## [Aim]
In the listing below, present every line from the one containing "For any white" down to the one containing "[0, 100, 49, 122]", both included, as a numbered list with blank lines omitted.
## BEGIN Rows
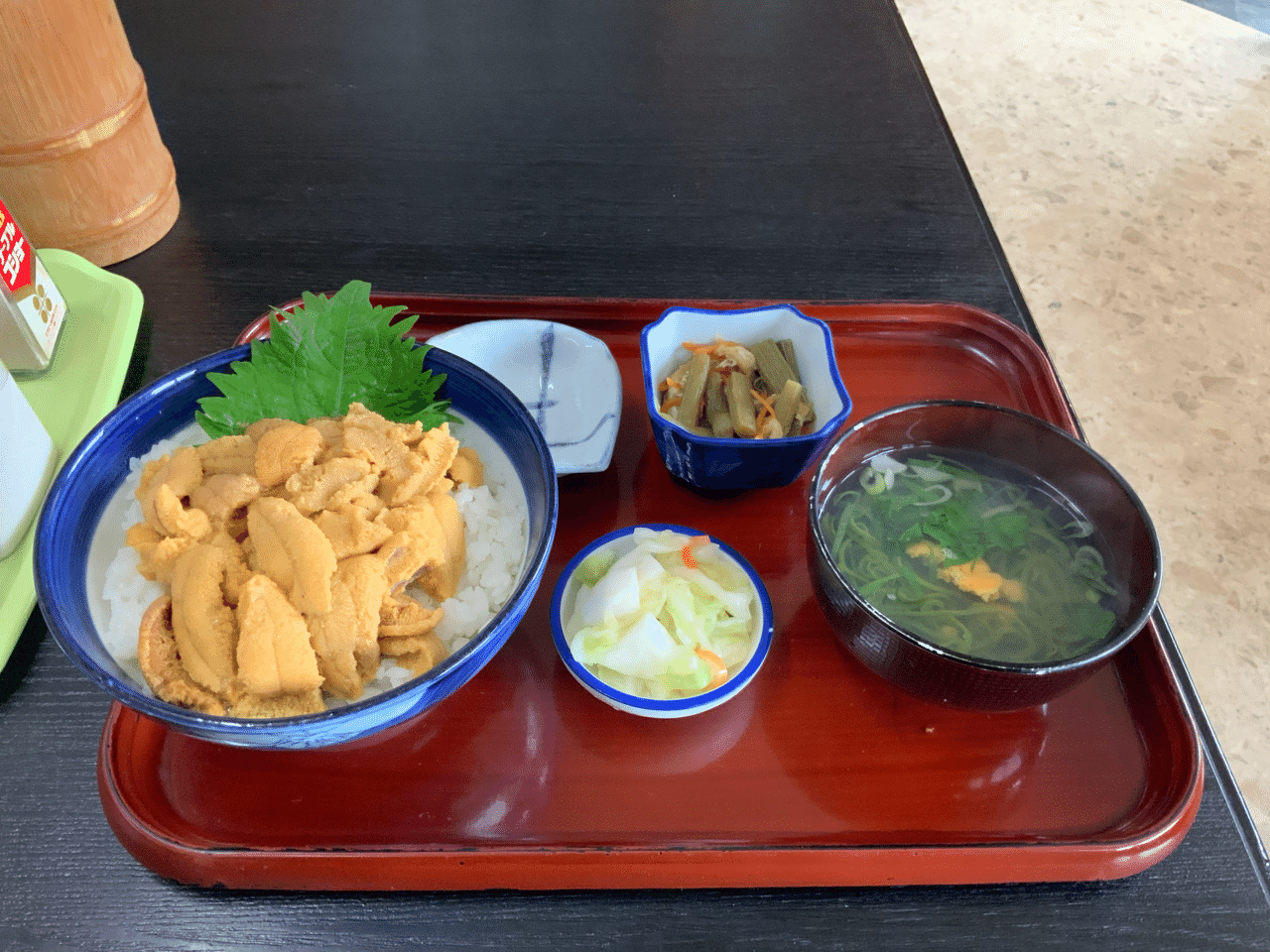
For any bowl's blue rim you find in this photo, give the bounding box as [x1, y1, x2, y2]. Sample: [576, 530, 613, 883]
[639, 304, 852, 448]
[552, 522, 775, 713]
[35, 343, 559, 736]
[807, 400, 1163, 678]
## END Rows
## BEGIN Rows
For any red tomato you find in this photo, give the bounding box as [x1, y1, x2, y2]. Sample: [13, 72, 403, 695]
## END Rows
## BEGIN Rows
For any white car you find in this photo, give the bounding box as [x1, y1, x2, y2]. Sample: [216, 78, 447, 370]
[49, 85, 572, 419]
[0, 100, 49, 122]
## END Rows
## [Solved problem]
1. For any white car you find in this photo, give the bounding box as [x1, y1, x2, y2]. Sample: [216, 78, 447, 370]
2. [49, 85, 572, 419]
3. [0, 100, 49, 122]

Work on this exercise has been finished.